Textauszug ::

* * * * * * * * *

Die Frage stellt sich: Ist die Freiheit in Gefahr?

Liebe Freunde,
Vorratsdatenspeicherung, BKA-Gesetz, flächendeckender Einsatz von Kameras zur Überwachung, Beobachtung von Allem und Jedem schreiten unaufhaltsam - scheinbar unaufhaltsam - voran. Über allem steht die Sicherheit, die zu einer Art Fetisch geworden ist und in deren Sinne man alles tun muss, was irgend geht. Kein Tag vergeht, ohne dass in der Zeitung davon zu lesen ist, dass bestimmte Sicherheitsgesetze eigentlich noch gar nicht ausreichen und angepasst werden müssten. Wobei anpassen immer "Verschärfen", "Erweitern", "noch mehr" bedeutet.

Die Gründe dafür sind verschieden: Mal geht es um Kriminelle, mal um Jugendliche. Hin und wieder werden leider sogar Ausländer nach vorne geholt. Und wenn das alles nicht passt, dann muss mal wieder der "islamistische Terrorist" herhalten. Damit wird Angst und Schrecken in der Bevölkerung verbreitet. Und diese Angst - dieser Schrecken - wird zum Selbstzweck mit der steten Begründung, dass man damit die Freiheit einschränken müsse um mehr Sicherheit zu schaffen.
Da sagen wir "Nein!". Wir brauchen Luft zum Atmen und wir müssen uns entfalten könnne, sonst funktioniert die gesamte Gesellschaft nicht.
Wir wollen nicht, dass der Staat uns ständig hinterherprüft und herumschnüffelt, was wir gerade tun oder lassen.

Liebe Freunde,
ich stehe hier als Mitglied und als Vorsitzender der Piratenpartei Deutschland. Diese Partei steht hier als eine Kraft, die die Herausforderungen der digitalen Welt ernst nimmt, sich ihr stellt und sie mitgestalten möchte. Das gilt für Dinge wie das ausufernde Patentrecht mit dem immer mehr Wissen und Kreativität der Gesellschaft entzogen werden. Das gilt für das Urheberrecht, bei dem kleine Lobbygruppen aus Musik- und Filmindustrie versuchen, die Kultur der Gesellschaft zu monopolisieren.

Insbesondere gilt das aber für den Staat selbst! Es ist völlig klar: Die aktuellen technischen Entwicklungen erlauben längst eine vollständige Überwachung von Allem und Jedem in nie gekanntem Maße. Man kann heute alles überwachen. Das heißt aber nicht, dass man auch alles überwachen muss!
Eine freie Gesellschaft lebt von Lebendigkeit. Und Lebendigkeit heißt, dass man über Meinungen und Ansichten streiten kann. Streiten kann man aber nur ohne Angst. Und überbordende Überwachung führt genau dazu, dass Angst entsteht. Sie macht ängstlich und zerstört so die Freiheit!

* * * * * * * * *

Einträge ::
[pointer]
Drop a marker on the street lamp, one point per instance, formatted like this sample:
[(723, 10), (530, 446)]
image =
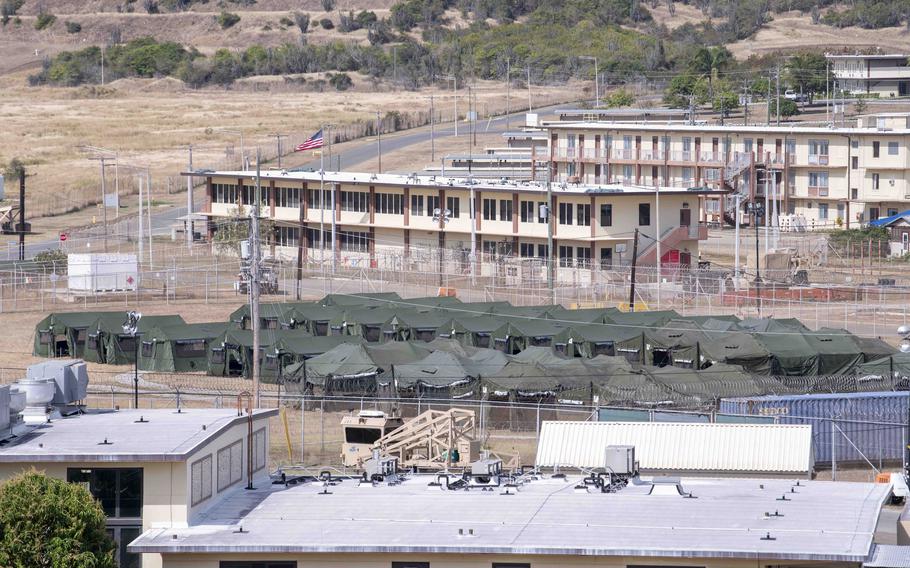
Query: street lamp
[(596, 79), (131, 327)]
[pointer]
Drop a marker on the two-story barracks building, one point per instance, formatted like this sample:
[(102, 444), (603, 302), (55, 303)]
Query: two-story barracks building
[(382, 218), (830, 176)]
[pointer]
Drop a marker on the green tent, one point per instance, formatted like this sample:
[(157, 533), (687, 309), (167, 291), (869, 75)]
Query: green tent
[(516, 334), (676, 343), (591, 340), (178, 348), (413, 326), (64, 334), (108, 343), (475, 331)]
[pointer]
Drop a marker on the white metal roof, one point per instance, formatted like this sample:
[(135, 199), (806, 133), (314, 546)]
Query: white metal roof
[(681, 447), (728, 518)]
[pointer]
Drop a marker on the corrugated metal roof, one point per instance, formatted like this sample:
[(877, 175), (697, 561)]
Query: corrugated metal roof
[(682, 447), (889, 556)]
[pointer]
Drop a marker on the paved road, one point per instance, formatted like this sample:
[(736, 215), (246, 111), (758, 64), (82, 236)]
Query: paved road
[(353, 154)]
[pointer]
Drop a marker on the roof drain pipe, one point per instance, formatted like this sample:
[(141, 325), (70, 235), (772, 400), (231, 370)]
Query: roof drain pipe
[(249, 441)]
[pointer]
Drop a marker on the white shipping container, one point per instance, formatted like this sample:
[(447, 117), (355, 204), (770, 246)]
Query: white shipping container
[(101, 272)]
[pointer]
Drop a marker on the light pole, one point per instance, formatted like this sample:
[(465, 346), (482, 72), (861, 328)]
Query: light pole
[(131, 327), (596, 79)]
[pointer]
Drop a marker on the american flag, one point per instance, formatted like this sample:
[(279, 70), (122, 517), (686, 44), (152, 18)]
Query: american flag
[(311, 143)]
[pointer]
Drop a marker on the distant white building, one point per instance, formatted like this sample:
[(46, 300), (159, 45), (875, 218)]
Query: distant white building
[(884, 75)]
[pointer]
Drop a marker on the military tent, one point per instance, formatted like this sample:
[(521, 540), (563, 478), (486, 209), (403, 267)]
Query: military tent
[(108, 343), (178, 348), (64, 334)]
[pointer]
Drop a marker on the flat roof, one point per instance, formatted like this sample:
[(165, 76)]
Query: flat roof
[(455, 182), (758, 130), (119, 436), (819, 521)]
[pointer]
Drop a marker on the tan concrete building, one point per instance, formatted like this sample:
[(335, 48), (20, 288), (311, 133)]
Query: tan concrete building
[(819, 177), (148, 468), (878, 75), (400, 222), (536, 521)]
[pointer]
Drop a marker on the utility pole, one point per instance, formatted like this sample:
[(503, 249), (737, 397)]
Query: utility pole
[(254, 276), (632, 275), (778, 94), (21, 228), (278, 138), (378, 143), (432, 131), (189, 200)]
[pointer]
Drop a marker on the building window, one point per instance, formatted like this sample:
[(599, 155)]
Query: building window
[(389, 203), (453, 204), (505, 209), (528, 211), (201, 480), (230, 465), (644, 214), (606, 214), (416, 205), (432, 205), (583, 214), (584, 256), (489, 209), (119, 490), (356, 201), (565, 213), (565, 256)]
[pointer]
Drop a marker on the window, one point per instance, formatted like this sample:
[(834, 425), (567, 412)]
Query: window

* * * * * * * * *

Aufgabenstellung ::
Benenne im Textauszug über Freiheit und Überwachung „Jugendliche“ in „Heranwachsende“ um. Gib die Stelle von „Die Gründe dafür“ bis einschließlich „tun oder lassen.“ mit dieser Änderung wieder.

Lösung ::
Die Gründe dafür sind verschieden: Mal geht es um Kriminelle, mal um Heranwachsende. Hin und wieder werden leider sogar Ausländer nach vorne geholt. Und wenn das alles nicht passt, dann muss mal wieder der "islamistische Terrorist" herhalten. Damit wird Angst und Schrecken in der Bevölkerung verbreitet. Und diese Angst - dieser Schrecken - wird zum Selbstzweck mit der steten Begründung, dass man damit die Freiheit einschränken müsse um mehr Sicherheit zu schaffen.
Da sagen wir "Nein!". Wir brauchen Luft zum Atmen und wir müssen uns entfalten könnne, sonst funktioniert die gesamte Gesellschaft nicht.
Wir wollen nicht, dass der Staat uns ständig hinterherprüft und herumschnüffelt, was wir gerade tun oder lassen.